Below are entries; copy exactly the lines from the one with "Target: sea water" through the one with "Report the position of every instance of the wooden post", both included, and leave out the rest.
=== DATASET CONTENT ===
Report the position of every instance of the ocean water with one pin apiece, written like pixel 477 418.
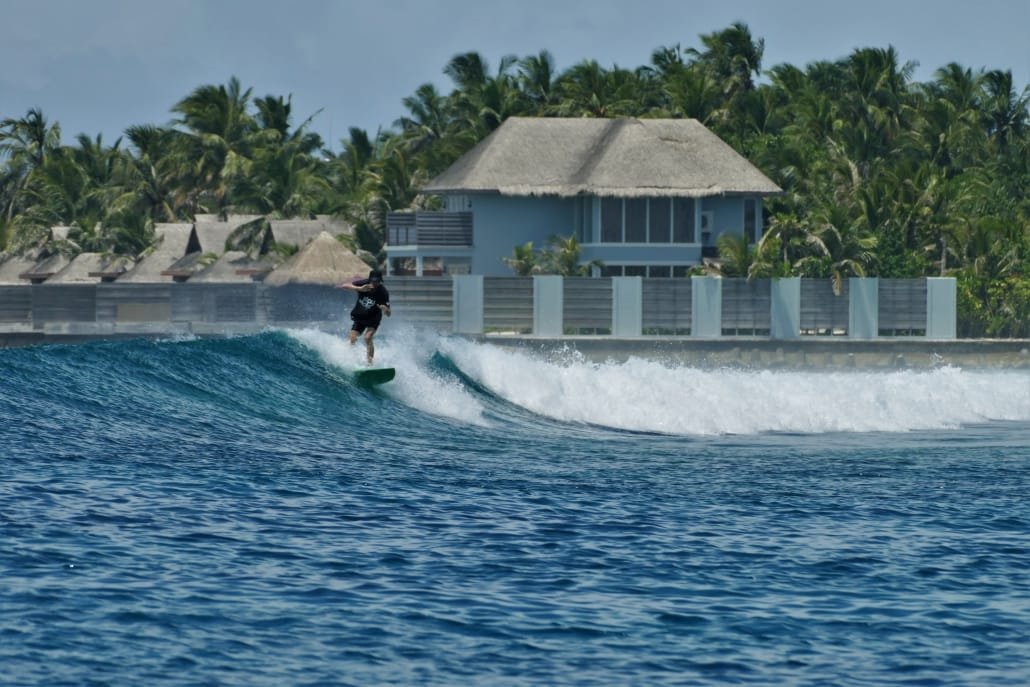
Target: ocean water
pixel 237 512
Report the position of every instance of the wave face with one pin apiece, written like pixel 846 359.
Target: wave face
pixel 238 511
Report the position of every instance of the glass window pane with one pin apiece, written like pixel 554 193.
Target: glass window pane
pixel 636 220
pixel 611 219
pixel 683 220
pixel 659 220
pixel 402 267
pixel 433 267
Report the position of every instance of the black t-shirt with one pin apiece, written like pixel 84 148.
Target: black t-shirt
pixel 368 304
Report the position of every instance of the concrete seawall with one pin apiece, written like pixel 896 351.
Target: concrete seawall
pixel 757 352
pixel 821 352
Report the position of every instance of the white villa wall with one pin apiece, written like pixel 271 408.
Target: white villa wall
pixel 501 224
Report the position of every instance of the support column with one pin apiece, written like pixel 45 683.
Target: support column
pixel 785 308
pixel 863 308
pixel 468 303
pixel 627 300
pixel 548 306
pixel 706 301
pixel 941 311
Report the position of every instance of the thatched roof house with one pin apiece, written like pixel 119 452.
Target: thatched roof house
pixel 212 231
pixel 622 158
pixel 12 267
pixel 173 243
pixel 324 261
pixel 91 268
pixel 232 267
pixel 643 198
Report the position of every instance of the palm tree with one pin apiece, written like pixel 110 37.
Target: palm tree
pixel 481 101
pixel 537 79
pixel 524 260
pixel 562 256
pixel 588 90
pixel 27 144
pixel 217 142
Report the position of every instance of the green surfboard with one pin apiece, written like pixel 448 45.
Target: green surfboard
pixel 374 376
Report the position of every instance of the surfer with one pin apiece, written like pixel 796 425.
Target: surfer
pixel 373 301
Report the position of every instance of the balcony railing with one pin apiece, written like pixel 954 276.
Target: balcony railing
pixel 428 229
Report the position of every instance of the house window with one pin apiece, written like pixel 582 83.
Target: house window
pixel 611 220
pixel 750 220
pixel 636 220
pixel 648 220
pixel 433 267
pixel 402 267
pixel 457 265
pixel 659 220
pixel 683 220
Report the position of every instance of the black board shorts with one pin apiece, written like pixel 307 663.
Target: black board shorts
pixel 361 323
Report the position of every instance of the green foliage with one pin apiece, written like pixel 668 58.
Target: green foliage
pixel 996 308
pixel 524 261
pixel 560 256
pixel 882 175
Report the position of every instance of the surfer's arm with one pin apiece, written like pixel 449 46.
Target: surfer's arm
pixel 355 285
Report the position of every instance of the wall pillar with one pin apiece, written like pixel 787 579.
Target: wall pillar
pixel 627 301
pixel 785 308
pixel 706 301
pixel 548 306
pixel 468 303
pixel 863 308
pixel 941 312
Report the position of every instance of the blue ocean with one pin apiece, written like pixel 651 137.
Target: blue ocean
pixel 237 511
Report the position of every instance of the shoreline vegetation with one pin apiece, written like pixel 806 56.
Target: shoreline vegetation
pixel 884 176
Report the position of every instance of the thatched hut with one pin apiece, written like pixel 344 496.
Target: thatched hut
pixel 12 267
pixel 173 243
pixel 324 262
pixel 91 268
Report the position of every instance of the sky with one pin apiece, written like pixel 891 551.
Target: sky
pixel 100 66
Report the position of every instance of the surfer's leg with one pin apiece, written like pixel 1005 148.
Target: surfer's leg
pixel 370 347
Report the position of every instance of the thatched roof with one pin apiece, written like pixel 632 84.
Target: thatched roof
pixel 45 269
pixel 89 268
pixel 621 158
pixel 212 232
pixel 324 261
pixel 173 243
pixel 11 267
pixel 300 232
pixel 234 266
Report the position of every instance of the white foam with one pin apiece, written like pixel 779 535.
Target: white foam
pixel 648 396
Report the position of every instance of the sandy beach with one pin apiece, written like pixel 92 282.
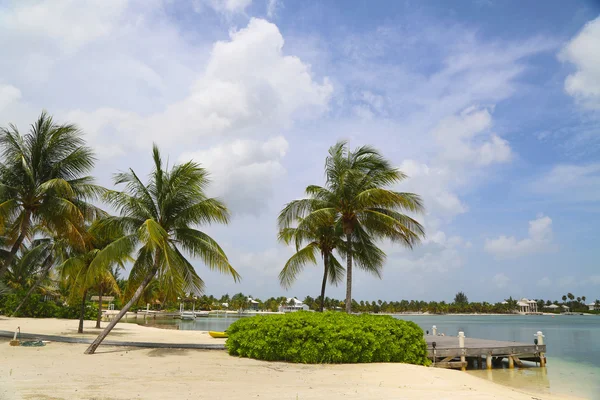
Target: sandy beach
pixel 62 371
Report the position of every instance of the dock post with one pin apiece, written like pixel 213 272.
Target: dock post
pixel 540 337
pixel 461 344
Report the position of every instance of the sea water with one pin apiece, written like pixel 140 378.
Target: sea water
pixel 573 346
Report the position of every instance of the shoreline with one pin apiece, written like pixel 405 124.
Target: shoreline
pixel 122 373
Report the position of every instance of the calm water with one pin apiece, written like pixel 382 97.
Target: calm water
pixel 573 344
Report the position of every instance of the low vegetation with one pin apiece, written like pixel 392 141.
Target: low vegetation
pixel 313 338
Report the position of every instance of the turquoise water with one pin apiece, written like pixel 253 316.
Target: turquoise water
pixel 573 346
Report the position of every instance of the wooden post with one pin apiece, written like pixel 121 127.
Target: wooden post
pixel 540 338
pixel 461 344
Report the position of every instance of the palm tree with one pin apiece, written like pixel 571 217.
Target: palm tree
pixel 159 218
pixel 325 236
pixel 321 239
pixel 82 273
pixel 356 195
pixel 53 250
pixel 43 181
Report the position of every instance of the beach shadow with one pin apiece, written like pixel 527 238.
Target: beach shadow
pixel 168 352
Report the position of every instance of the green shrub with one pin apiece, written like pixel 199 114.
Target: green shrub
pixel 312 338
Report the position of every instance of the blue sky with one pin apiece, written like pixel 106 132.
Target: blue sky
pixel 491 107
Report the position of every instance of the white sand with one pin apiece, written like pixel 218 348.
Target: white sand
pixel 62 371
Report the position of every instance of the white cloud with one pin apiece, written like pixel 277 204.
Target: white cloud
pixel 243 171
pixel 223 6
pixel 500 280
pixel 540 239
pixel 570 182
pixel 466 138
pixel 272 6
pixel 545 282
pixel 584 52
pixel 248 88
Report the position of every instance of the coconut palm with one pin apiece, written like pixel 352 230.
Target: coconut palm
pixel 51 250
pixel 357 194
pixel 83 272
pixel 159 219
pixel 43 181
pixel 323 239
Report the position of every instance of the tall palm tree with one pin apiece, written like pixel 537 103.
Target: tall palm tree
pixel 159 218
pixel 43 181
pixel 83 273
pixel 52 250
pixel 357 194
pixel 324 239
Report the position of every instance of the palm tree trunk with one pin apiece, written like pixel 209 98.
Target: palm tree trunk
pixel 47 266
pixel 134 299
pixel 325 273
pixel 17 244
pixel 82 313
pixel 99 318
pixel 349 274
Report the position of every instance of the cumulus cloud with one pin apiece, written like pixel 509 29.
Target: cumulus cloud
pixel 539 239
pixel 570 182
pixel 248 88
pixel 243 171
pixel 583 51
pixel 466 138
pixel 223 6
pixel 500 280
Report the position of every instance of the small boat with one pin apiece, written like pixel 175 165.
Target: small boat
pixel 187 315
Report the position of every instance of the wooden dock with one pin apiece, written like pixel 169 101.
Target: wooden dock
pixel 448 352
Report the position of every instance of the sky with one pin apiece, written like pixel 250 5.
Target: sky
pixel 492 108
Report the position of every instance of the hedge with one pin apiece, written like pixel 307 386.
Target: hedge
pixel 331 337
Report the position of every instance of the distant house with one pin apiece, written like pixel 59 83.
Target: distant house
pixel 527 306
pixel 293 304
pixel 552 307
pixel 252 304
pixel 594 306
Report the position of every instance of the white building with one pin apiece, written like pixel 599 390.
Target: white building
pixel 594 306
pixel 293 304
pixel 527 306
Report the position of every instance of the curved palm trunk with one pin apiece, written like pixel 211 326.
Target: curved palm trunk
pixel 325 273
pixel 111 325
pixel 349 274
pixel 99 318
pixel 48 265
pixel 82 313
pixel 17 244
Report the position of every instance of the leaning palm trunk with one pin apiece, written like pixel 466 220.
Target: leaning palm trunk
pixel 325 274
pixel 99 318
pixel 111 325
pixel 349 274
pixel 39 280
pixel 82 313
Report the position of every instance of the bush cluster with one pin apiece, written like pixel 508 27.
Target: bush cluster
pixel 37 307
pixel 331 337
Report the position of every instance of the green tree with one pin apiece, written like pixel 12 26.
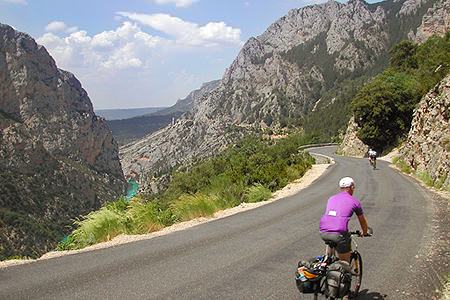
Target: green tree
pixel 403 56
pixel 383 108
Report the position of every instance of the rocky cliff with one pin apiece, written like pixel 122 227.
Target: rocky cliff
pixel 279 76
pixel 427 148
pixel 351 144
pixel 57 158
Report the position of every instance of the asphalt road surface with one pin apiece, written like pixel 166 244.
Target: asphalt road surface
pixel 250 255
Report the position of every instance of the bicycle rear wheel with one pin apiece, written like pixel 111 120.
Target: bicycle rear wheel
pixel 356 268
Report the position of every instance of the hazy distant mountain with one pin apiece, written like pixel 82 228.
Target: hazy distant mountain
pixel 126 113
pixel 128 130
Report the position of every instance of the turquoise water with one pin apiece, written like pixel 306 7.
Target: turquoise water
pixel 132 190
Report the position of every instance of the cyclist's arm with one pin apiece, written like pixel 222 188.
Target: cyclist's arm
pixel 363 223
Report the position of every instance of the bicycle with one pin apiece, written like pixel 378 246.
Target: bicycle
pixel 373 162
pixel 317 274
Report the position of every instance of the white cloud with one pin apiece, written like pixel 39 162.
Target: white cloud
pixel 23 2
pixel 59 26
pixel 126 47
pixel 188 33
pixel 178 3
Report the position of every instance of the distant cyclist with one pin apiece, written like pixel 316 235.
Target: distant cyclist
pixel 372 157
pixel 334 223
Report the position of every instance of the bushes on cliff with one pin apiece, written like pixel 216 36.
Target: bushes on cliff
pixel 246 172
pixel 383 108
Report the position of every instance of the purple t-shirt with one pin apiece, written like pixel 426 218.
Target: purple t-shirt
pixel 340 208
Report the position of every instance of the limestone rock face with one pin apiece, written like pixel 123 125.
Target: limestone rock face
pixel 427 147
pixel 435 21
pixel 352 145
pixel 278 77
pixel 57 158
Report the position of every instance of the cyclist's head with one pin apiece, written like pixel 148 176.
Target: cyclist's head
pixel 347 183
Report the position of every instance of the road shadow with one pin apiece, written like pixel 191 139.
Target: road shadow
pixel 368 295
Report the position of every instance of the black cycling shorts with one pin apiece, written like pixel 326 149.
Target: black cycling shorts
pixel 343 241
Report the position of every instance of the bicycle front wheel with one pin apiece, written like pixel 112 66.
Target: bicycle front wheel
pixel 356 268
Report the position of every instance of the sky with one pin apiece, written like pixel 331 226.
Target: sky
pixel 143 53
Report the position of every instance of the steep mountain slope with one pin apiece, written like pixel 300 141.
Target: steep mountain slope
pixel 279 76
pixel 57 158
pixel 128 130
pixel 427 148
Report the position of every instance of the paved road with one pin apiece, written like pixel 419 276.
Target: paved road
pixel 251 255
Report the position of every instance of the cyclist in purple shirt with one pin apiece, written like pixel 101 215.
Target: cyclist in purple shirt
pixel 334 223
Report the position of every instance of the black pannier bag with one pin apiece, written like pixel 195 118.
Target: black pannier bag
pixel 309 274
pixel 338 279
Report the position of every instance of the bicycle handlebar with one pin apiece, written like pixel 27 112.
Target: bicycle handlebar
pixel 359 233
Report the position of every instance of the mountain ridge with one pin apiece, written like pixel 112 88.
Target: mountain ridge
pixel 58 160
pixel 268 88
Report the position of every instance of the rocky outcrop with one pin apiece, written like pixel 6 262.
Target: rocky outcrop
pixel 57 158
pixel 276 79
pixel 352 145
pixel 435 21
pixel 186 104
pixel 427 148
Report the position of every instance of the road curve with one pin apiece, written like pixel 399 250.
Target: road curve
pixel 253 254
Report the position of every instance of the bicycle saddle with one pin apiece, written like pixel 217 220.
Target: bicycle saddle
pixel 331 244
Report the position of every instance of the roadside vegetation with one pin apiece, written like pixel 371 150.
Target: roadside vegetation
pixel 384 107
pixel 423 176
pixel 246 172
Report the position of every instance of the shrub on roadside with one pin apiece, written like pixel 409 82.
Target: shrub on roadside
pixel 189 207
pixel 257 193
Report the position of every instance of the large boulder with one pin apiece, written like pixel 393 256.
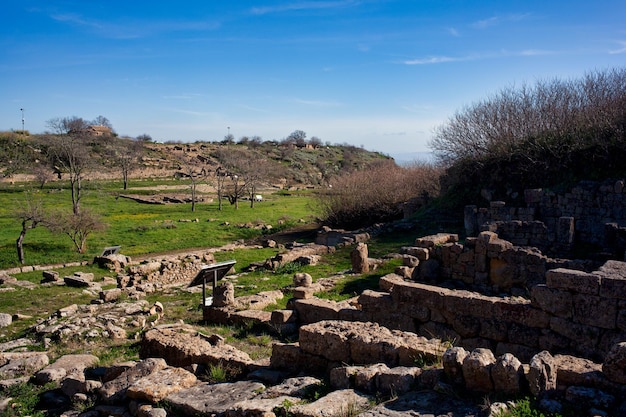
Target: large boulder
pixel 614 366
pixel 477 370
pixel 158 385
pixel 184 346
pixel 542 374
pixel 65 365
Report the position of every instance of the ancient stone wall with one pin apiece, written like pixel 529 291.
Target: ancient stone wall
pixel 591 213
pixel 485 263
pixel 575 313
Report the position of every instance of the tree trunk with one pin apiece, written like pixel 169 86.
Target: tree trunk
pixel 19 242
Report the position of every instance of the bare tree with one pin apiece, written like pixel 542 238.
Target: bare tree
pixel 124 154
pixel 43 174
pixel 66 125
pixel 31 215
pixel 78 226
pixel 70 154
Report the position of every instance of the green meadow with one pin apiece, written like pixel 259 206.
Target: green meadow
pixel 142 229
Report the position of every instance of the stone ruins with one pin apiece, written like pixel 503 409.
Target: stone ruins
pixel 501 312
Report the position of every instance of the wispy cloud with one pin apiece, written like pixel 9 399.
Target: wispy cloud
pixel 132 29
pixel 498 20
pixel 446 59
pixel 453 31
pixel 316 103
pixel 436 60
pixel 621 50
pixel 303 5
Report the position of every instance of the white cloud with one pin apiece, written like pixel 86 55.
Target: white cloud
===
_ANSWER_.
Target: sea water
pixel 573 346
Report the position of every instance of the shoreline with one pin apiece, written like pixel 405 124.
Target: shoreline
pixel 122 373
Report the position of every instance of the calm water with one pin apiece, written like pixel 382 97.
Target: calm water
pixel 573 344
Report the position of every instance of the low vegetation with one pin apiece, written like pixel 392 141.
Target: low vegetation
pixel 313 338
Report the position of every instance of the turquoise water with one pin apiece, written like pixel 253 316.
Target: turquoise water
pixel 573 346
Report the position of every instance of the wooden post with one pin apiece, written like pixel 121 127.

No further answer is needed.